THE PROBLEM: Copy every line from the one holding "Worksheet item 7: Locate every instance of the asphalt" through the one holding "[218,135,232,157]", inclusive, with the requests left unchanged. Shift each bounding-box coordinate in the answers by -67, and output only those lines.
--- MATERIAL PROVIDED ---
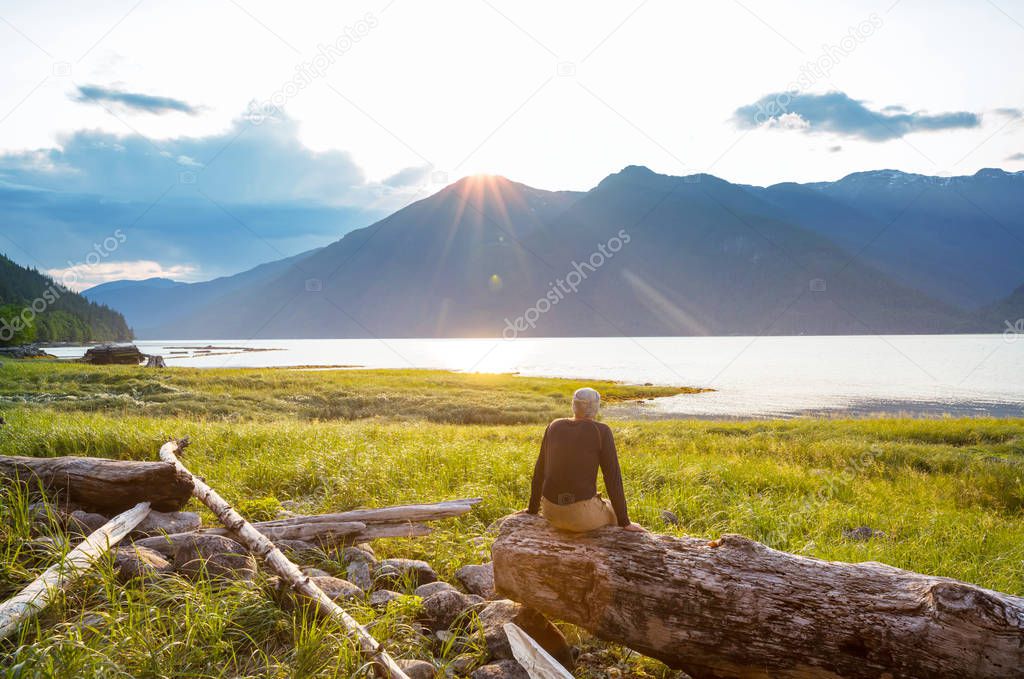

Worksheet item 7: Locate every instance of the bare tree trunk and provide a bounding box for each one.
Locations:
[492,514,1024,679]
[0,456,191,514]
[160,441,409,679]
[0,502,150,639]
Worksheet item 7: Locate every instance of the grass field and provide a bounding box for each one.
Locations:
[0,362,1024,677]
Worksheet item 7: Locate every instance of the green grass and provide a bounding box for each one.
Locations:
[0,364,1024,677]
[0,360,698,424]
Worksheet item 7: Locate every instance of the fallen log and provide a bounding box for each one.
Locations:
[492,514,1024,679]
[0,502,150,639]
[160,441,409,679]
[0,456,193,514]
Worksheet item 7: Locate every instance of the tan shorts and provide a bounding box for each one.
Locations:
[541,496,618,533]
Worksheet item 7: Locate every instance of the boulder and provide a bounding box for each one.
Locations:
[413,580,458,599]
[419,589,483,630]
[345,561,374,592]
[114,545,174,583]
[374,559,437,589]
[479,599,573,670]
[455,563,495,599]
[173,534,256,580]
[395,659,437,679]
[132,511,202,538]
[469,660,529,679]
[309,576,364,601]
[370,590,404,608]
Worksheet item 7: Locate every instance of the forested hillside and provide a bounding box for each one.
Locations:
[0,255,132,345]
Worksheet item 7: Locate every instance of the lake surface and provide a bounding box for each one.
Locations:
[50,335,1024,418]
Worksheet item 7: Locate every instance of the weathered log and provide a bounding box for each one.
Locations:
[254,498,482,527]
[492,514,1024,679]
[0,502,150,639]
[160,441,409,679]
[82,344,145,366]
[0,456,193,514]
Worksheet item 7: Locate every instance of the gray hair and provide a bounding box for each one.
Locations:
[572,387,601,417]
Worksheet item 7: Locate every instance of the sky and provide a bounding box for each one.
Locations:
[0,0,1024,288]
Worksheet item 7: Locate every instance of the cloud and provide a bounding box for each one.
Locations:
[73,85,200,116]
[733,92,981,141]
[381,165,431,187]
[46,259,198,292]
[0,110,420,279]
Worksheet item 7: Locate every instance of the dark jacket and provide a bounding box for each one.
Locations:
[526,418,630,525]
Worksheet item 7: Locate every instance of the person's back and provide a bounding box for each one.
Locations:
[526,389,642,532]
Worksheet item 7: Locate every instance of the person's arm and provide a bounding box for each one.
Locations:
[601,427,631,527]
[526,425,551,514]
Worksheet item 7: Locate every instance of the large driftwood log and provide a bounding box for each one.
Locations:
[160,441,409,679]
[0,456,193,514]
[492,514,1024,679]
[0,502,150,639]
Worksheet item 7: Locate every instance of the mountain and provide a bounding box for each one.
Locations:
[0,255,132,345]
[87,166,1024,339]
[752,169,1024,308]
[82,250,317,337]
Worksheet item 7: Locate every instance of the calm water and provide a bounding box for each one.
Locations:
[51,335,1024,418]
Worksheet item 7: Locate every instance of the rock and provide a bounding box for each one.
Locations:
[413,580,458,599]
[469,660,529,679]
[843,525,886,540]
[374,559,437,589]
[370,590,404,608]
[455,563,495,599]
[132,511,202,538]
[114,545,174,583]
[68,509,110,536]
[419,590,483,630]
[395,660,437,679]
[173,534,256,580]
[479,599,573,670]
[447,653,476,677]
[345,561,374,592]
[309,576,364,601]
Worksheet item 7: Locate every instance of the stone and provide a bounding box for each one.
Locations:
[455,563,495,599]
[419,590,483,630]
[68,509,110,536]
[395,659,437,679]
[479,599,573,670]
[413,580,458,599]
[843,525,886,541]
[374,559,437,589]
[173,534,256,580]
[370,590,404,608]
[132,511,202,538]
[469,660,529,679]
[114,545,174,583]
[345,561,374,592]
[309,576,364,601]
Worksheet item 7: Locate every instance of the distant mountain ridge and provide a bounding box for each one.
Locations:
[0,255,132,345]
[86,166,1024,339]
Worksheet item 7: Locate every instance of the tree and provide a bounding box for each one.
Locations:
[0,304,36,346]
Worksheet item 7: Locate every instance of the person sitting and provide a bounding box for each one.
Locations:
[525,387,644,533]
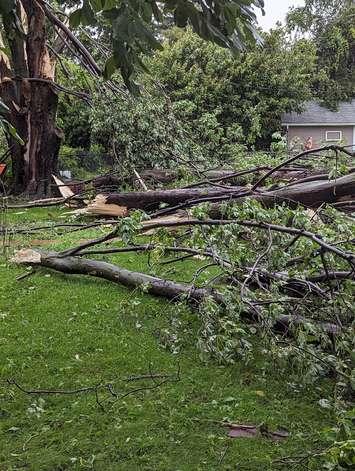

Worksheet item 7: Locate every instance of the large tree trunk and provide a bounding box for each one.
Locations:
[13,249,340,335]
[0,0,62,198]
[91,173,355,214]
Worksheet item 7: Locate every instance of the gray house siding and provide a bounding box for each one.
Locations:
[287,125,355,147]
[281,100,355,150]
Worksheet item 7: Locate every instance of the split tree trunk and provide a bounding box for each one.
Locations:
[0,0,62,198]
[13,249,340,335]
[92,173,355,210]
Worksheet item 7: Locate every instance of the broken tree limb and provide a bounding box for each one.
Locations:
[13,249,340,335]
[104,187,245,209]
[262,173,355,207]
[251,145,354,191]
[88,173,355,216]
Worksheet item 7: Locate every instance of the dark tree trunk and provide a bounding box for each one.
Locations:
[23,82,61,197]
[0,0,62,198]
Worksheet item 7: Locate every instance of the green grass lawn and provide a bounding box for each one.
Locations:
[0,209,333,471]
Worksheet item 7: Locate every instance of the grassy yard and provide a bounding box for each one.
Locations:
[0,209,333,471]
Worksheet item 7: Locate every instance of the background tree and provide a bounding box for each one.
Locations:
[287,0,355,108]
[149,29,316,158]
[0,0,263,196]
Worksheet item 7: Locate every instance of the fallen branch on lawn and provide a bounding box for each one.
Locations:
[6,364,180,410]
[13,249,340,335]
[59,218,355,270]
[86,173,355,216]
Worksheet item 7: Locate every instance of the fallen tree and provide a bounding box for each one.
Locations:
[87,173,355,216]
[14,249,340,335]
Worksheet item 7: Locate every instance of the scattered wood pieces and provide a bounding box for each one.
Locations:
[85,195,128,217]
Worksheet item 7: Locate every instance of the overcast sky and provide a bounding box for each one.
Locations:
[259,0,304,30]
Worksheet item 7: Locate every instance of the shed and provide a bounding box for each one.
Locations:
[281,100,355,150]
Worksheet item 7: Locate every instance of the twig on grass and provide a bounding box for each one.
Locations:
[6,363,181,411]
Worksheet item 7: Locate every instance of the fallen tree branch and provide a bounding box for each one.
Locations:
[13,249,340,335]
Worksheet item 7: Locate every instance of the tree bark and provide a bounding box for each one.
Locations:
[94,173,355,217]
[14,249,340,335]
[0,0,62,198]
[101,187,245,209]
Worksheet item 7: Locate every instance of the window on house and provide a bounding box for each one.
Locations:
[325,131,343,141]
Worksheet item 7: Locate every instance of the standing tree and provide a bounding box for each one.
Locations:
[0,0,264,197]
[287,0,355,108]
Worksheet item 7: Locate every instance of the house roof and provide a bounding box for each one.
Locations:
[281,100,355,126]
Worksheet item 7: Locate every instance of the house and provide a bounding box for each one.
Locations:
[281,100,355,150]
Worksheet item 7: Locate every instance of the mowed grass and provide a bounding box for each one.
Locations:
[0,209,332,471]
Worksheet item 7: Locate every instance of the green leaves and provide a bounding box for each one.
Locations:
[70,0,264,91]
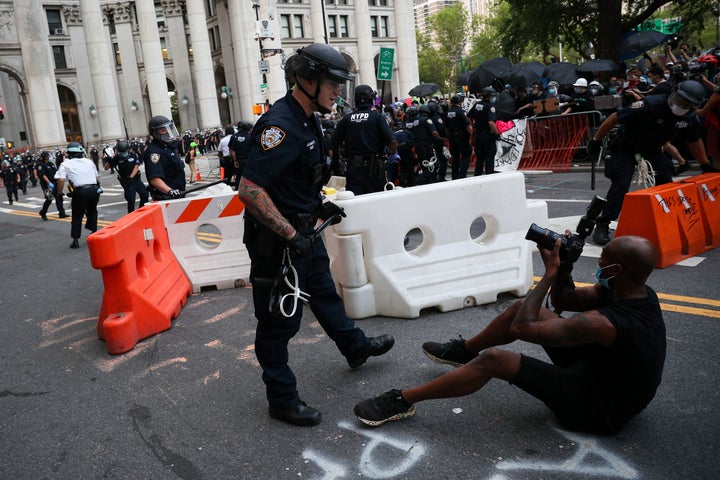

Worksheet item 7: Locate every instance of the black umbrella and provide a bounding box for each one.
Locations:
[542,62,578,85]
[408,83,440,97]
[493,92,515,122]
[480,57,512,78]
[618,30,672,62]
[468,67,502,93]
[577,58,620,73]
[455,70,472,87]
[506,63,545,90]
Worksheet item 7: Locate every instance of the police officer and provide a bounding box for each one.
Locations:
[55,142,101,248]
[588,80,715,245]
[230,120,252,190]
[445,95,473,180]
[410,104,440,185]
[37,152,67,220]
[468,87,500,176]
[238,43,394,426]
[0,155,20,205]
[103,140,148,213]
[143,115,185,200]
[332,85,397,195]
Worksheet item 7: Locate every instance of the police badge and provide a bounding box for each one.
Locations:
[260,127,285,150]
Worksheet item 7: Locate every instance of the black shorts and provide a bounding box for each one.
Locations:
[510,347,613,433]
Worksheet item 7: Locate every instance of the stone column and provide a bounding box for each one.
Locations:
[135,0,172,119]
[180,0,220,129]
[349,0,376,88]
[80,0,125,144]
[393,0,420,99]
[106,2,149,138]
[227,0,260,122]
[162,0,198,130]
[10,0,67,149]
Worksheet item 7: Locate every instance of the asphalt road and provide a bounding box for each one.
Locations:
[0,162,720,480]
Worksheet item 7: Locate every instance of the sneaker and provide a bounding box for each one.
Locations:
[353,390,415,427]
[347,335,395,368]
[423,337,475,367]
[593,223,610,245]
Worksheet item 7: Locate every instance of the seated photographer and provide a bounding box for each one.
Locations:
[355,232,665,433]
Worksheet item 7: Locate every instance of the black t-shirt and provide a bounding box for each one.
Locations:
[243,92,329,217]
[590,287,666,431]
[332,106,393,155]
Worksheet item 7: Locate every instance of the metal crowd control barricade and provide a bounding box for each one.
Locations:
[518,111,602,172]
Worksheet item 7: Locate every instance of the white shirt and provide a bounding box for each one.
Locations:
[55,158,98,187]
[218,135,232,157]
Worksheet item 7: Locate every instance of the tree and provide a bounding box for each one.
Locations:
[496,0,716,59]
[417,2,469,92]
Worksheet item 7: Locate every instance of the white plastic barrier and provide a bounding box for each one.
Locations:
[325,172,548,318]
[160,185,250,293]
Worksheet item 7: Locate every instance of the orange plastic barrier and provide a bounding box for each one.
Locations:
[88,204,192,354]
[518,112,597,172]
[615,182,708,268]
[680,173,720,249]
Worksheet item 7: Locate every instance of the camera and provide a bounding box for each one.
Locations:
---
SOLUTION:
Worksheet item 7: Locate every instance of the asphalt road and provide a bounding box for each one.
Locations:
[-67,95,653,413]
Worksheet item 7: Locate every instance of the sneaker and provide a bounding box for each one.
Locations:
[286,323,348,360]
[280,268,328,301]
[356,270,408,300]
[526,156,543,178]
Worksheet item 7: Locate every instance of the seated photographer and provide a bounding box for each one.
Locations:
[288,165,598,366]
Worksheet item 7: Locate every instance of the black t-shirt and provide a bounding box for each one.
Locations:
[176,25,262,150]
[523,220,599,364]
[265,39,326,88]
Worksheet item 7: Locate every instance of the metal crowd control barricade and provide a bounding box for each one.
Locations:
[451,44,535,105]
Worksheet item 7: Locate every instance of the white shirt and provide a bounding box for each one.
Locations:
[-12,91,31,120]
[151,68,165,90]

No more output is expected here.